INSTRUCTIONS FOR THE TASK
Please print out every entry below, verbatim.

THE RECORDS
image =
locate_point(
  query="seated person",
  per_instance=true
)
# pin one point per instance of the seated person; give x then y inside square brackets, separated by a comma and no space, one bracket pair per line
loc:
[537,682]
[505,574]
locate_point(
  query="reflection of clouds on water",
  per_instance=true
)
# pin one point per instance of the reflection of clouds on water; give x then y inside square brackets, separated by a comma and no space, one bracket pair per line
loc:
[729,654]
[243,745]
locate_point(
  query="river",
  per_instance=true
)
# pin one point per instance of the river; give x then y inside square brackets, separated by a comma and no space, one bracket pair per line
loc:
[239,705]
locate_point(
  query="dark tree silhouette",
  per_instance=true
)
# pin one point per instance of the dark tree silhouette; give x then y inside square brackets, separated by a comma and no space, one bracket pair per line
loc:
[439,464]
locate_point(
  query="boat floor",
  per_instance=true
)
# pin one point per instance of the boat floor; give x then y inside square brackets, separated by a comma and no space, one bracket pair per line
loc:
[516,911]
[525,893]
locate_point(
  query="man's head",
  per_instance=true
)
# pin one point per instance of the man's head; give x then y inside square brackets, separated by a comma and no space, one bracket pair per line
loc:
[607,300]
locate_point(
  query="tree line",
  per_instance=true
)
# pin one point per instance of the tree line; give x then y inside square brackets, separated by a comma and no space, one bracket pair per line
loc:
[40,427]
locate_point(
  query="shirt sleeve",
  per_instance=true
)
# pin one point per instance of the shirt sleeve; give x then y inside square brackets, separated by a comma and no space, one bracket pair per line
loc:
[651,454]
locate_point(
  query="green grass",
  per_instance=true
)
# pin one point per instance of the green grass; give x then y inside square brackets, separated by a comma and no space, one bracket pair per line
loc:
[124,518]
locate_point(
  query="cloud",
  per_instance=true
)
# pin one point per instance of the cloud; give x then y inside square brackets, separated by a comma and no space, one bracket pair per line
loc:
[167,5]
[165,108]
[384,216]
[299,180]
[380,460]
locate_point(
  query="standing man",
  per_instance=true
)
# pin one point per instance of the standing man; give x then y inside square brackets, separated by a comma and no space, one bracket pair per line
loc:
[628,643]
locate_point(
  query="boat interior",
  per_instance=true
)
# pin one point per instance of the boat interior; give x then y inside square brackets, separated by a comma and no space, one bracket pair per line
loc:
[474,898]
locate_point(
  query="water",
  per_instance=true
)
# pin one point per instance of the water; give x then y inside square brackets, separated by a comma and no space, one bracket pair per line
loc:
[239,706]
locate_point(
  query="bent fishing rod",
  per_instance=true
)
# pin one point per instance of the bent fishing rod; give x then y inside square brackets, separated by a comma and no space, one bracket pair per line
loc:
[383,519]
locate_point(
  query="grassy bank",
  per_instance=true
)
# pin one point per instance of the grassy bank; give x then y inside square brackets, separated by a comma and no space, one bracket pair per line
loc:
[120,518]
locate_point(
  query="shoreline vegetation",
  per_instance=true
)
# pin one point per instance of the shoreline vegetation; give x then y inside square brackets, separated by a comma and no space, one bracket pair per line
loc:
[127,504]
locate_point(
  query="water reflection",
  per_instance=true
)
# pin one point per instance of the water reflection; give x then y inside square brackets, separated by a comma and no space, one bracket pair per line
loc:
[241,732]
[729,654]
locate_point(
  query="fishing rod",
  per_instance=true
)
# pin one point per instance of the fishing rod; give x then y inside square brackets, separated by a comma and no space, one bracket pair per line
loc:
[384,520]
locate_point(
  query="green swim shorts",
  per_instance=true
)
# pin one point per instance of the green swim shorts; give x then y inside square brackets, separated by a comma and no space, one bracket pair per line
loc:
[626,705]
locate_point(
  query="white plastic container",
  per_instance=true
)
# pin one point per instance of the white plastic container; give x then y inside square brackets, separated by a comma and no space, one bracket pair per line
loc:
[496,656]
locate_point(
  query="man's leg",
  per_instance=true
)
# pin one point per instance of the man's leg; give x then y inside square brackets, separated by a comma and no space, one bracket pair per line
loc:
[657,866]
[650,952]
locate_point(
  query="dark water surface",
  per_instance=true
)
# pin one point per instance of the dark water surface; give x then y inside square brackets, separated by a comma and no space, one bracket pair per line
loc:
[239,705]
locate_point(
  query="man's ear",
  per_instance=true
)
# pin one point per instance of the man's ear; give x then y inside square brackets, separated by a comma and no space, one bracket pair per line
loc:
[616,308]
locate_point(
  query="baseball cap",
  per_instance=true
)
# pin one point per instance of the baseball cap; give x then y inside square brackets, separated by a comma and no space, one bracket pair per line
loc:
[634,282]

RESPONSE FOR THIS EXERCISE
image =
locate_point(
  query="seated person",
  per_instance=true
)
# pin one point per instance of the seated person; give x then y inside square brackets, separated by a comma and no space, one bracket pair per line
loc:
[537,682]
[505,574]
locate_point(
  query="reflection of clouds on water",
  per_instance=true
)
# pin one point per instance of the reflection of clouds on water; give x then y inside square brackets, separated by a comma and no space, one bracket pair per line
loc:
[729,654]
[243,745]
locate_point(
  query="river",
  per_instance=true
)
# pin one point per instance of the river; give x then y inside square brackets, separated by a comma and no space, one bracket pair per line
loc:
[239,705]
locate_point(
  query="dark tree silhouette",
  per_instance=true
)
# pin one point per instance of the dark tree silhouette; give x then y inside square brackets, separated by a comma and no space, one bracket pair per line
loc:
[439,464]
locate_point(
  query="boat floor",
  per_instance=true
)
# pin one point per instance of the boat floor; give x then y inside square brackets, separated by a comma and no space, one bracket pair per line
loc:
[516,911]
[525,893]
locate_point(
  query="man's head",
  per_instance=true
)
# pin one point per instance of the man's head; give x then y inside square brackets, separated by a comma and no space, one bracket pair per line
loc:
[607,300]
locate_point(
  query="tree line",
  per_instance=true
)
# pin one point per instance of the tree line; give x then y inside square brackets, separated by a comma and no space, one bracket pair per line
loc:
[40,427]
locate_point(
  query="shirt sleeve",
  per_instance=true
)
# pin one point per instance of the shirt sleeve; give x then y inside square brackets, separated by a comma and no space, one bracket pair per line
loc:
[651,454]
locate_point(
  query="green grass",
  per_instance=true
)
# pin one point per instance of the green grass; give x then y inside square brackets, separated by a comma and no space, one bracket pair per line
loc:
[124,518]
locate_point(
  query="cloud",
  per_instance=true
)
# pin one point per instance of the cloud; give x then y inside square brackets, separated by a comma and no space, one bracket pair per line
loc:
[167,5]
[165,108]
[384,216]
[299,180]
[380,460]
locate_point(
  query="standing man",
  per_instance=true
)
# pin one point per instance of the standing man; give x then y inside square brackets, separated by a comma and no space, one bracket pair per line
loc:
[628,643]
locate_point(
  query="boat interior",
  per_instance=true
)
# pin one point per instance of the boat interior; give x then y inside square brackets, separated by a comma and no space, one bracket pair per line
loc:
[474,898]
locate_point(
  query="water",
  per_instance=true
)
# pin one point per instance of the water; give x then y inside square brackets, separated by a comma and no space, one bracket pair per line
loc:
[239,706]
locate_point(
  query="bent fishing rod",
  per_instance=true
)
# pin one point per instance of the bent fishing rod; give x then y inside square brackets, separated by a comma and no space, one bracket pair per line
loc:
[383,519]
locate_point(
  query="grassy bank",
  per_instance=true
)
# pin one point per instance of the grassy bank; give x then y inside square brackets, separated by a comma and no space, one bracket pair per line
loc:
[120,518]
locate_point(
  query="shoreline vegetation",
  per_instance=true
)
# pin one point per instance of the shoreline vegetation; give x then y inside square brackets, separated by a comma and no space, one bracket pair per line
loc:
[127,504]
locate_point(
  query="water reflection",
  per_instance=true
)
# pin one point per instance of the water reflection; give x then y inside square brackets, separated by a comma and no space, one bracket pair per line
loc:
[241,732]
[729,654]
locate_point(
  query="fishing rod",
  per_instance=true
)
# pin one point per instance of the fishing rod; give x then y inside square brackets, separated by a comma and no space, one bracket pair per line
loc:
[384,520]
locate_point(
  query="green swim shorts",
  per_instance=true
)
# pin one point per instance of the green swim shorts; give x then y inside square brackets, separated by a comma and no space, one bracket pair per line
loc:
[626,705]
locate_point(
  query="white plastic container",
  per_instance=true
)
# pin one point per instance of the white plastic container; give x then y inside square brackets, separated by a comma and no space, one bracket pair per line
loc:
[496,656]
locate_point(
  query="man's leg",
  per_instance=true
)
# pin one point per instance of the man's leg; give x then y inside square brackets, separated by a comma and no space, one bracket pair per line
loc:
[657,866]
[650,952]
locate_point(
  query="dark water surface",
  per_instance=true
)
# pin one point per instance of the dark water surface; give x then y inside square brackets, separated by a comma and no space, one bracket pair per line
loc:
[239,705]
locate_point(
  query="man's ear",
  per_instance=true
)
# pin one point per instance of the man's ear; give x then y inside square brackets, separated by a comma and no space, one bracket pair per line
loc:
[616,308]
locate_point(
  query="baseball cap",
  per_instance=true
)
# pin one point per instance of the baseball cap; give x then y inside square brackets, separated by a comma and no space, one bracket pair per line
loc:
[634,282]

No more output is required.